> _文書本文_

-.-.-

コラム

2023/01/10

不貞行為における婚姻破綻関係の抗弁

 不貞行為(不倫)のはじまりに、「夫(妻)とうまくいっていない」であるとか、「妻(夫)とは近々離婚するつもりだ」といった言動がなされることが多々あります。実際の夫婦関係がどうであったかはともかく、そのような言動を信じて不貞行為が始まった場合、相手の配偶者から不法行為に基づく不貞慰謝料を払えと請求されても、素直に請求を受け入れることはなかなか難しいと思われます。

 このような場合、そもそも不貞行為の時点で婚姻関係は破綻していたのだから、不貞行為によって損害は生じないと反論する事も考えられます。こういった反論を「婚姻関係破綻の抗弁」と呼びます。

 本コラムでは、不貞行為と婚姻関係破綻の抗弁について解説いたします。

婚姻関係破綻の抗弁

 婚姻関係破綻の抗弁が最高裁で認められたのは下記の判例となります。

甲の配偶者乙と第三者丙が肉体関係を持った場合において、甲と乙との婚姻関係がその当時既に破綻していたときは、特段の事情のない限り、丙は、甲に対して不法行為責任を負わないものと解するのが相当である。けだし、丙が乙と肉体関係を持つことが甲に対する不法行為となるのは、それが甲の婚姻共同生活の平和の維持という権利又は法的保護に値する利益を侵害する行為ということができるからであって、甲と乙との婚姻関係が既に破綻していた場合には、原則として、甲にこのような権利又は法的保護に値する利益があるとはいえないからである。

最高裁平成8年3月28日

 この最高裁の判断をきっかけとして、不貞慰謝料請求訴訟の被告側が婚姻関係の破綻の抗弁を主張することが珍しくなくなりました。しかし、実際の裁判ではよほどの事情がないかぎり、婚姻関係の破綻の抗弁が認められることはありません。

-.-.-

> _記述問題_
本文の「不貞行為(不倫)のはじまりに」から「関係破綻の抗弁」と呼びます。」までを、「婚姻関係」を「夫婦関係」に置き換えて書き直してください。 データは解答に使わない。

物体の位置に関するデータセットの記録:
-.-.-

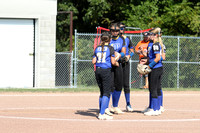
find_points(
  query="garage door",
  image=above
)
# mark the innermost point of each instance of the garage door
(16, 53)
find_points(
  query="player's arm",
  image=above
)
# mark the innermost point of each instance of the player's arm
(163, 54)
(113, 60)
(142, 51)
(123, 50)
(137, 51)
(130, 48)
(156, 49)
(94, 59)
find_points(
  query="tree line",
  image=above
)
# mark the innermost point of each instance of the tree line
(178, 18)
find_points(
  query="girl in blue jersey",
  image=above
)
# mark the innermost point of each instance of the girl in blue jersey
(126, 67)
(163, 52)
(155, 63)
(118, 43)
(104, 59)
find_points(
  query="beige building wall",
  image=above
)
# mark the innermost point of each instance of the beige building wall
(44, 13)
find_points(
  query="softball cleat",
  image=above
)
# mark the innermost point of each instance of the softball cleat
(146, 110)
(117, 110)
(129, 108)
(151, 112)
(107, 111)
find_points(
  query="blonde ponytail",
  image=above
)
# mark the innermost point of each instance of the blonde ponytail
(158, 39)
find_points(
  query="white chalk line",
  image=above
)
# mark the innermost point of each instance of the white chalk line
(55, 95)
(80, 108)
(96, 120)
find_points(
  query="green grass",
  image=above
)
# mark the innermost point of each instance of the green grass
(83, 89)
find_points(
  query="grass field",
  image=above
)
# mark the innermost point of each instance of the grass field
(83, 89)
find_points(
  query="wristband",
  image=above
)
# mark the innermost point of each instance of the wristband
(131, 54)
(122, 54)
(152, 64)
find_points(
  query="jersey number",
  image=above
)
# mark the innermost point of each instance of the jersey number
(103, 59)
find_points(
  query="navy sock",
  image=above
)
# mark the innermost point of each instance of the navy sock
(127, 96)
(104, 104)
(115, 98)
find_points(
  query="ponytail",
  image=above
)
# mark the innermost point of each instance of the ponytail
(158, 39)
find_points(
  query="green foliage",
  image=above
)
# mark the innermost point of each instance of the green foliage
(86, 77)
(179, 17)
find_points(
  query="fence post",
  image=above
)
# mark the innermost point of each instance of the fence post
(130, 70)
(178, 63)
(75, 61)
(71, 72)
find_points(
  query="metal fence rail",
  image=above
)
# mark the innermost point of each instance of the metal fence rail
(181, 68)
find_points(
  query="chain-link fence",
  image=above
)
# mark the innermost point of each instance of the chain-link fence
(181, 68)
(64, 69)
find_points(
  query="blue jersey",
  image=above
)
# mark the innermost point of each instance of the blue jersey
(129, 44)
(118, 44)
(105, 60)
(153, 49)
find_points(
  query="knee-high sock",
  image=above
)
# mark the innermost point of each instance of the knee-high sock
(161, 97)
(127, 96)
(109, 99)
(159, 101)
(104, 104)
(100, 99)
(115, 98)
(150, 101)
(155, 103)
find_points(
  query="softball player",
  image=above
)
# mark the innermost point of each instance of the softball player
(142, 59)
(103, 58)
(126, 67)
(118, 43)
(155, 63)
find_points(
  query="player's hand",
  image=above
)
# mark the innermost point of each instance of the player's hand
(117, 64)
(117, 56)
(127, 58)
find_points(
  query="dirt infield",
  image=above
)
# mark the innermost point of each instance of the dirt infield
(77, 112)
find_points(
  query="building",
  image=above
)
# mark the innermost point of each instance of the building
(27, 43)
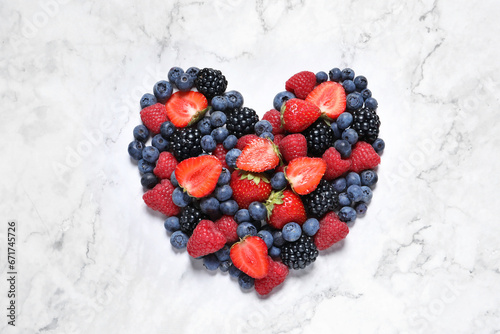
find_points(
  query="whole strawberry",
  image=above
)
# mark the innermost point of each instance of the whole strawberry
(160, 199)
(297, 115)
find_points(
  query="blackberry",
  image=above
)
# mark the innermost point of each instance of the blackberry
(186, 143)
(321, 200)
(189, 218)
(210, 82)
(240, 121)
(366, 123)
(319, 138)
(299, 254)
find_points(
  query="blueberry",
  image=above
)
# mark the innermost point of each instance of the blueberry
(347, 214)
(219, 103)
(150, 154)
(180, 198)
(172, 224)
(347, 74)
(379, 145)
(369, 178)
(344, 199)
(321, 77)
(147, 100)
(339, 184)
(343, 147)
(145, 167)
(174, 73)
(281, 98)
(211, 262)
(262, 126)
(229, 207)
(366, 93)
(163, 90)
(335, 74)
(230, 142)
(278, 181)
(149, 180)
(209, 205)
(367, 194)
(141, 133)
(355, 193)
(224, 178)
(371, 103)
(267, 237)
(179, 239)
(234, 99)
(231, 157)
(246, 282)
(208, 143)
(361, 83)
(223, 193)
(205, 126)
(344, 121)
(257, 210)
(241, 216)
(291, 232)
(135, 149)
(160, 143)
(220, 134)
(354, 101)
(246, 228)
(311, 226)
(349, 86)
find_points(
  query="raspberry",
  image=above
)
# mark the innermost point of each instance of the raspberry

-.-.-

> _練習問題解答_
不貞行為(不倫)のはじまりに、「夫(妻)とうまくいっていない」であるとか、「妻(夫)とは近々離婚するつもりだ」といった言動がなされることが多々あります。実際の夫婦関係がどうであったかはともかく、そのような言動を信じて不貞行為が始まった場合、相手の配偶者から不法行為に基づく不貞慰謝料を払えと請求されても、素直に請求を受け入れることはなかなか難しいと思われます。

 このような場合、そもそも不貞行為の時点で夫婦関係は破綻していたのだから、不貞行為によって損害は生じないと反論する事も考えられます。こういった反論を「夫婦関係破綻の抗弁」と呼びます。